**COMPITI ASSEGNATI**
- A) Elenchi le aree dei diritti umani in cui, secondo il testo sul Myanmar, il Paese è regredito.
- B) In quale data l'esercito birmano ha attuato il colpo di stato, stando al testo sul Myanmar?
- C) Prosegua il testo sul Myanmar dopo la sua ultima frase.

**TESTO DA LEGGERE**
::::::
Myanmar: regressione inimmaginabile due anni dopo il colpo di stato

Il regime militare fascista ha dichiarato guerra al suo stesso popolo per continuare a svendere le risorse del Paese

[30 Gennaio 2023]

L’Alto commissario per il diritti umani dell’Onu, Volker Türk, ha denunciato che «Due anni dopo che l’esercito birmano ha attuato, il primo febbraio 2021, un colpo di stato contro il governo eletto democraticamente, il Paese è sprofondato più che mai nella crisi e ha subito una regressione totale dei diritti uman. Secondo quasi tutte le misurazioni possibili e in ogni area dei diritti umani – economici, sociali e culturali, tanto quanto civili e politici – il Myanmar è profondamente regredito».
::::::
**DATI MOSTRATI**
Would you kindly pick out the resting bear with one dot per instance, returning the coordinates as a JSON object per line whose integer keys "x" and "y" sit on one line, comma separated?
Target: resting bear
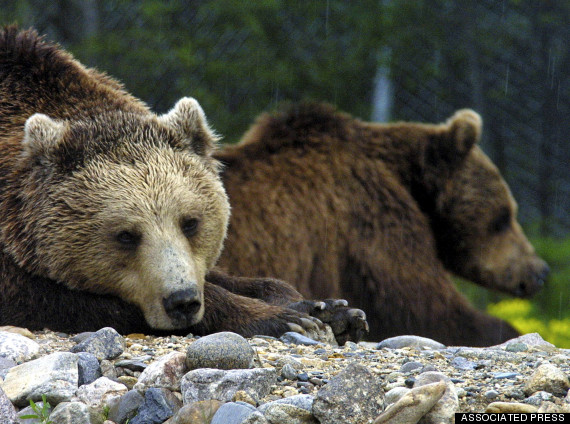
{"x": 113, "y": 216}
{"x": 378, "y": 214}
::::::
**RISPOSTE FORNITE**
- A) Economici, sociali, culturali, civili, politici

- B) Il primo febbraio 2021.

- C)
Türk  ha evidenziato che «Nonostante i chiari obblighi legali per i militari di proteggere i civili mengtre conducono le ostilità, c’è stato un costante disprezzo per le relative norme del diritto internazionale. Lungi dall’essere risparmiati, i civili sono stati i veri bersagli degli attacchi: vittime di tiri di artiglieria e attacchi aerei mirati e indiscriminati, esecuzioni extragiudiziali, uso della tortura e incendi di interi villaggi. In questo momento cupo, voglio riconoscere il coraggio di tutti coloro le cui vite sono state perse nella lotta per la libertà e la dignità in Myanmar, e il dolore e la sofferenza continui delle loro famiglie e dei loro cari».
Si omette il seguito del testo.